所给数据 >>
◇ ◇ ◇ ◇ ◇

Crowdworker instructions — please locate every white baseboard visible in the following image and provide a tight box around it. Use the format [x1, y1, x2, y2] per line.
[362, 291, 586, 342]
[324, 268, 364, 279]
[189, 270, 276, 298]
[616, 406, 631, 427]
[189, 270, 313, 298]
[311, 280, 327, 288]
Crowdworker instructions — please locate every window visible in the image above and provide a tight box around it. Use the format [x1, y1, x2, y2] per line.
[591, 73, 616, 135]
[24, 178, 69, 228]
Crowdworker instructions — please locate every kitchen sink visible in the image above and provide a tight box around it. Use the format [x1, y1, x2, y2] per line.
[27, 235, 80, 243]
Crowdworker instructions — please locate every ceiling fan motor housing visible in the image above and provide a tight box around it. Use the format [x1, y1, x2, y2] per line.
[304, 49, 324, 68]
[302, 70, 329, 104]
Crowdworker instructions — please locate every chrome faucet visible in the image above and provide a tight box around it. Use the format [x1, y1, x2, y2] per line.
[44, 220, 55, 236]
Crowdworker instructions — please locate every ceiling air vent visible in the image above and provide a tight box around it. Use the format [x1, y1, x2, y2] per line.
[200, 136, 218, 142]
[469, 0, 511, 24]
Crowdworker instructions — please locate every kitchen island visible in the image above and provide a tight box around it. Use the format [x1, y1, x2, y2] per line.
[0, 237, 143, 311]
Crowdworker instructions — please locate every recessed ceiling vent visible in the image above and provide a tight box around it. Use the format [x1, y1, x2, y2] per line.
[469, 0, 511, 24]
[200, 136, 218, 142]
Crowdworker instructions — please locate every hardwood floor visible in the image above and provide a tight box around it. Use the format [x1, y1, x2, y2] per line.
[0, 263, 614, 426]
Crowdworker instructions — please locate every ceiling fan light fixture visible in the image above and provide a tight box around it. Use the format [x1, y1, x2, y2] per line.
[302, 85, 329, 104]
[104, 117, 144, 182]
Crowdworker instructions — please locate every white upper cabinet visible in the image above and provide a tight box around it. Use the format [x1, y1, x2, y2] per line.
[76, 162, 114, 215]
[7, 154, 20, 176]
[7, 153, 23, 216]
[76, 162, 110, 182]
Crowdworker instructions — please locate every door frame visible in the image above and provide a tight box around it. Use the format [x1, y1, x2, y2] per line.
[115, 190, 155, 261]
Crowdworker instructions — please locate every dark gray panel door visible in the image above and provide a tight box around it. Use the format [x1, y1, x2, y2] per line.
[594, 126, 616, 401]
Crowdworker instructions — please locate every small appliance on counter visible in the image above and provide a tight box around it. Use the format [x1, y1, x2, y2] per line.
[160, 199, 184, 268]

◇ ◇ ◇ ◇ ◇

工作说明 >> 请把以上全部记录逐行原样输出，不做任何改动。

结果如下 >>
Crowdworker instructions — please locate every white baseboard visible in the following image and provide a tight box around it. Use the format [x1, y1, x2, y2] per line.
[362, 291, 586, 342]
[324, 268, 364, 279]
[189, 270, 276, 298]
[616, 406, 631, 427]
[189, 270, 313, 298]
[311, 280, 327, 288]
Crowdworker instructions — please locate every window visible in the image above and provide a tight box around it. Use the format [x1, y1, x2, y2] per line.
[591, 73, 616, 135]
[24, 178, 69, 228]
Crowdworker instructions — please locate every kitchen sink visible in the image above and provide a tight box around it. Use the format [x1, y1, x2, y2] per line.
[27, 235, 80, 243]
Crowdworker instructions — please locate every ceiling fan motor housing visible in the image above and provide a tight box around it. Use the format [x1, y1, x2, y2] per line.
[304, 49, 324, 68]
[302, 70, 329, 104]
Crowdworker instructions — please locate every chrome faucet visible in the image above and provide a tight box around it. Use the format [x1, y1, x2, y2] per line.
[44, 220, 55, 236]
Crowdworker instructions — please locate every ceiling air vent visible in the image above and provide a tight box around it. Use the format [x1, y1, x2, y2] per line.
[200, 136, 218, 142]
[469, 0, 511, 24]
Crowdworker instructions — please locate every kitchen island visible in the image above and provide a tight box around it. Use the format [x1, y1, x2, y2] per line.
[0, 237, 143, 311]
Crowdworker instructions — please locate every recessed ceiling vent visible in the image above and provide a tight box around it. Use the format [x1, y1, x2, y2] per line.
[469, 0, 511, 24]
[200, 136, 218, 142]
Crowdworker instructions — please locate every hardwood floor visible in the image above and provide a tight box around it. Use the format [x1, y1, x2, y2] per line.
[0, 263, 614, 426]
Crowdworker instructions — please locate every ceiling fan light fixture visible in the image above and provide a tight box around it. Use the format [x1, y1, x2, y2] per line.
[302, 85, 329, 104]
[104, 117, 144, 182]
Crowdworker instructions — please locate every white upper cabinet visible in the image above and provide a tight box around it. Use the format [x1, y1, x2, y2] per line.
[76, 162, 114, 215]
[7, 154, 20, 176]
[7, 153, 23, 216]
[76, 162, 110, 182]
Crowdworker instructions — please locate every door frame visible in the image above and provide a tight box around it. Use the format [x1, y1, x2, y2] per line.
[115, 190, 155, 261]
Crowdworker instructions — please locate every dark gray panel door visible in the image above and provide a tight box around it. Use the format [x1, y1, x2, y2] per line.
[594, 126, 616, 401]
Crowdworker instructions — please locate every small appliance on counter visible in the image above and provide a tight box around it. Use the format [x1, y1, x2, y2] per line.
[160, 199, 184, 268]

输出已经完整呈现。